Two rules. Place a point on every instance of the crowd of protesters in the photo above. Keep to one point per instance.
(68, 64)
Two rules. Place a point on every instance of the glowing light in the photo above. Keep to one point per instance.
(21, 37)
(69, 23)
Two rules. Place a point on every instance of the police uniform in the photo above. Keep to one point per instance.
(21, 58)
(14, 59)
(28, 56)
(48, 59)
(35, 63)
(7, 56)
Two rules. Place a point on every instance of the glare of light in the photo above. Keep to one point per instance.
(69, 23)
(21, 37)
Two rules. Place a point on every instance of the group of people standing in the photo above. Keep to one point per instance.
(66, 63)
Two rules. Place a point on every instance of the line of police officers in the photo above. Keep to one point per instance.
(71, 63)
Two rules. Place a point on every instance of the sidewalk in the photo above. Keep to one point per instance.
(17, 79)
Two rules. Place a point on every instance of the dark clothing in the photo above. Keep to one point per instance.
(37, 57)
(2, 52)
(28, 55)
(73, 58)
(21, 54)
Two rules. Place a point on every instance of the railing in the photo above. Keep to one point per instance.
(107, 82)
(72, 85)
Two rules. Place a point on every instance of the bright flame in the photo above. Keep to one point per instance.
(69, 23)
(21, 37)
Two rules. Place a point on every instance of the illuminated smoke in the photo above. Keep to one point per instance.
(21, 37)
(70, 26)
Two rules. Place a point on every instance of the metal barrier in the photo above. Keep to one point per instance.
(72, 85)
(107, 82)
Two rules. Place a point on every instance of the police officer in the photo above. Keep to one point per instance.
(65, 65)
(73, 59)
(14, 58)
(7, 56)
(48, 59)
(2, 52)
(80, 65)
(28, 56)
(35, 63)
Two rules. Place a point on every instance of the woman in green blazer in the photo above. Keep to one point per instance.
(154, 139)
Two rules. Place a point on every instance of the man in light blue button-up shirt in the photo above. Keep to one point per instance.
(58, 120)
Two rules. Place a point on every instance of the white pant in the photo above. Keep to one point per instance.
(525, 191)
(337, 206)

________________________

Write out the entire listing exactly.

Output of the exercise>
Two rules. Place a point on every instance of the crowd of protesters in the photo above. Keep to one point per instance.
(68, 64)
Two rules. Place a point on every instance of the glowing light in the photo above. Keep to one point per instance.
(21, 37)
(69, 23)
Two rules. Place a point on every instance of the police uniform in the photo above. Keep to one point per instance.
(21, 58)
(14, 59)
(28, 56)
(48, 59)
(35, 63)
(7, 56)
Two rules. Place a point on every instance of the glare of light in the photo above. Keep to one point per instance.
(69, 23)
(21, 37)
Two rules. Place a point on every instance of the group of people standing in the photo above. Keep to one point per instance.
(66, 63)
Two rules. Place a point on every instance of the line of police officers in the photo above. Keep to one point per instance.
(71, 63)
Two rules. Place a point on every instance of the sidewalk in the photo above. Keep to one point per instance.
(17, 79)
Two rules. Place a point on every instance of the dark clothing in the photo above. Keep to one point per instance.
(37, 57)
(2, 52)
(28, 55)
(73, 58)
(21, 54)
Two rules. Place a point on every instance of the railing in the photo above. Keep to one point per instance.
(107, 82)
(72, 85)
Two rules. Place a point on every instance of the bright flame in the photo above. Keep to one point per instance.
(69, 23)
(21, 37)
Two rules. Place a point on every instance of the illuminated smoke in the photo above. Keep to one point per instance.
(21, 37)
(70, 26)
Two rules. Place a point on every instance of the metal barrier in the photo above. Keep to one point per instance.
(72, 85)
(107, 82)
Two rules. Place a point on every instance of the police officer in the photo above. Keep to one point per instance.
(65, 65)
(73, 59)
(14, 58)
(7, 56)
(48, 59)
(2, 52)
(80, 65)
(28, 56)
(35, 63)
Two rules. Place a point on every instance of the woman in green blazer in the photo above. Keep to one point per instance.
(154, 139)
Two rules. Place a point on every instance of the man in light blue button-up shirt in the photo above. Keep to one point per instance.
(58, 120)
Two rules. Place a point on every instance of the white pant in the photo above. Keep to one point per instance.
(525, 191)
(337, 206)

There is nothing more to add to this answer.